START Dataset entries
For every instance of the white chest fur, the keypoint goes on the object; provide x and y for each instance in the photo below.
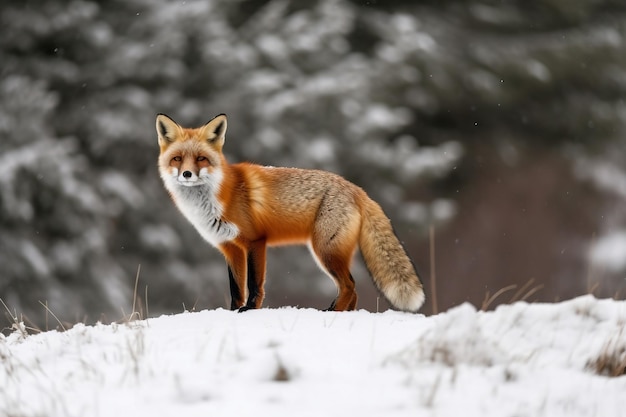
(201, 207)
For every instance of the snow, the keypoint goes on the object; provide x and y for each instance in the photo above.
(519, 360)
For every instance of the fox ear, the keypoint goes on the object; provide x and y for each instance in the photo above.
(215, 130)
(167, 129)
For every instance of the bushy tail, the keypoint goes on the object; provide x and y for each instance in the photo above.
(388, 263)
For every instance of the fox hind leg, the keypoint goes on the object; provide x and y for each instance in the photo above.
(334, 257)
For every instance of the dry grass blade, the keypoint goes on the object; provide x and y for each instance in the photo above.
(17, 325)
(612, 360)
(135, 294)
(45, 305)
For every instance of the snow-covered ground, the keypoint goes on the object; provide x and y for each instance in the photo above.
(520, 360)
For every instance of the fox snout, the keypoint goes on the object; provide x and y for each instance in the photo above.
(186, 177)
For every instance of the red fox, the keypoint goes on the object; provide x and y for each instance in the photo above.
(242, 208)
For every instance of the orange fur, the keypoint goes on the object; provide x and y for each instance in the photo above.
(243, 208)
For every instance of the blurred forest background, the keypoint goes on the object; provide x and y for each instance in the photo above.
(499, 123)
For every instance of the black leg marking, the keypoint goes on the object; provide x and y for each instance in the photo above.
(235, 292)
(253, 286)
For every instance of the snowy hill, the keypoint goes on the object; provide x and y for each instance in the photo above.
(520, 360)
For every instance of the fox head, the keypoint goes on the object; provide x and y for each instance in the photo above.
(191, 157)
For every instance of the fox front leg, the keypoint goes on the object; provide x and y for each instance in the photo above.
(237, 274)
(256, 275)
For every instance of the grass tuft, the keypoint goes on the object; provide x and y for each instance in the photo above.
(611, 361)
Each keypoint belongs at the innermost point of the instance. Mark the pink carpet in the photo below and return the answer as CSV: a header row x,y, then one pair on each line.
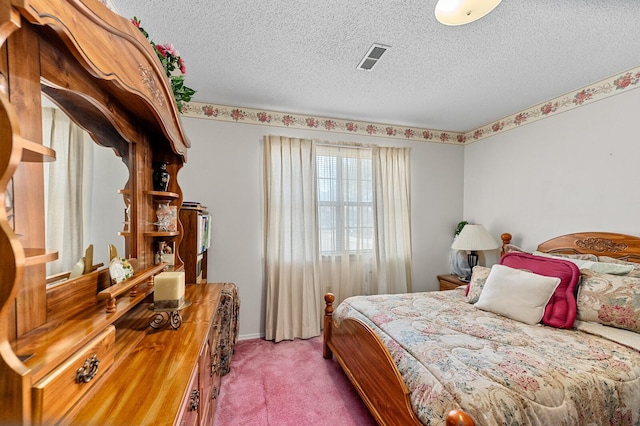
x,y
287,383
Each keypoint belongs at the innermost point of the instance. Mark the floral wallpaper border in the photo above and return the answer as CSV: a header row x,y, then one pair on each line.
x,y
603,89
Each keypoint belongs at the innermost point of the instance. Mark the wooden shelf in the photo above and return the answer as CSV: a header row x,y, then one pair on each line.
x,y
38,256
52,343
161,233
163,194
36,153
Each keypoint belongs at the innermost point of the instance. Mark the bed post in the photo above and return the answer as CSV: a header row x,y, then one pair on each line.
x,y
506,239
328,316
END Dataset entries
START Dataset entries
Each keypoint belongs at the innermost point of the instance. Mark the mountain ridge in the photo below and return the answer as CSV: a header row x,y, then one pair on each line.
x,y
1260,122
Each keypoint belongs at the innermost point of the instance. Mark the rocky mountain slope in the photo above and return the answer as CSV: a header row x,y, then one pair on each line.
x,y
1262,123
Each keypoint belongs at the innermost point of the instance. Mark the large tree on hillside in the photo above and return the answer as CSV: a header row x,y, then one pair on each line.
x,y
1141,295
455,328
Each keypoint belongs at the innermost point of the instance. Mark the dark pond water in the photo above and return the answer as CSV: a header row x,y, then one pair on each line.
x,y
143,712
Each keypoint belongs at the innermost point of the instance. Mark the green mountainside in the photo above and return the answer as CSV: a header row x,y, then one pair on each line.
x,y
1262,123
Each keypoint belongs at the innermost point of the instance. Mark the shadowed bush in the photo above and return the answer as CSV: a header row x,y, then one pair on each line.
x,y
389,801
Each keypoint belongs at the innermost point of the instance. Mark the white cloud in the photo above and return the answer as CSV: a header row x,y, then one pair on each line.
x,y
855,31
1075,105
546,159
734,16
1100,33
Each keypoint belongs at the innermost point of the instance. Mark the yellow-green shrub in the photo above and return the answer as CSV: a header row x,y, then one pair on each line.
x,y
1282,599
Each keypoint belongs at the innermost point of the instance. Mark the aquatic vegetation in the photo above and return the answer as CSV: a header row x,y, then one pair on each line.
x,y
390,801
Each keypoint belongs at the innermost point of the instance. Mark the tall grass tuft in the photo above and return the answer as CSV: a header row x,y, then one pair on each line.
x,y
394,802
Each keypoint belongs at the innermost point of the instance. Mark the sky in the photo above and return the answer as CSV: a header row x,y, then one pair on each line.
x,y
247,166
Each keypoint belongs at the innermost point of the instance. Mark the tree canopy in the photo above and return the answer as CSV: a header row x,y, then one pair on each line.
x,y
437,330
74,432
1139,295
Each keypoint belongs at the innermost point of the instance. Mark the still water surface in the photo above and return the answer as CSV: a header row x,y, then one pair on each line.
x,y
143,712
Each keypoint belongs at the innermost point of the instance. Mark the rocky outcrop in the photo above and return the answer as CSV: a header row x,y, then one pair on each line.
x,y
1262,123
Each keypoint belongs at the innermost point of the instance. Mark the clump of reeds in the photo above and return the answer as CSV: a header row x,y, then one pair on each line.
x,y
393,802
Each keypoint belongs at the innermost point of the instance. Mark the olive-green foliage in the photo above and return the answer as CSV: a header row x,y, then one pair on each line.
END Dataset entries
> **Problem**: Reproduce exactly the lines above from the line with "Mark the aquatic" to the line with "Mark the olive-green", including both, and add nothing.

> **Result of the exercise**:
Each keypoint belongs at the innermost point of the instance. Mark the aquatic vegetation in the photo above and return the answer as CSV: a header row x,y, then one pair on each line.
x,y
390,801
Each keypoint belongs at the innermost point of the instance. Mark the tall grass tuft in the photo above and return the answer as CSV: a header row x,y, then one pair on each line.
x,y
394,802
Each keypoint belongs at the innermost point of the instance. Mark the sky in the photo above and return the answer as CSV: a header row x,y, then one pair on each line.
x,y
247,166
Each keypoint belongs at the innermost point of the instance. Mark the tree canopy in the photo above and return the answer as CSV: a header row x,y, then one pair on each line.
x,y
437,330
74,432
1139,295
Each keypoint belongs at the innermost point of the instance. Mark the still water surface in the photo above and return the answer as CSV: a header row x,y, then one pair on each line.
x,y
143,712
Each keypoint belongs at the innermost point of the instance. Mark the rocky outcrop in the photo above and return the answer as CSV: a header row x,y, then one pair on each line.
x,y
1262,123
Each keypoint belongs at the innermost point of the instance. Mark the clump of reeds in the photo above and return the answer as CSV: a header row x,y, then one pair on each line.
x,y
393,802
Each keypoint belongs at the innermost point of the instance. Mark the olive-green foliage in the photo above and return the answer as CSV: a header row x,y, then one pair on each line.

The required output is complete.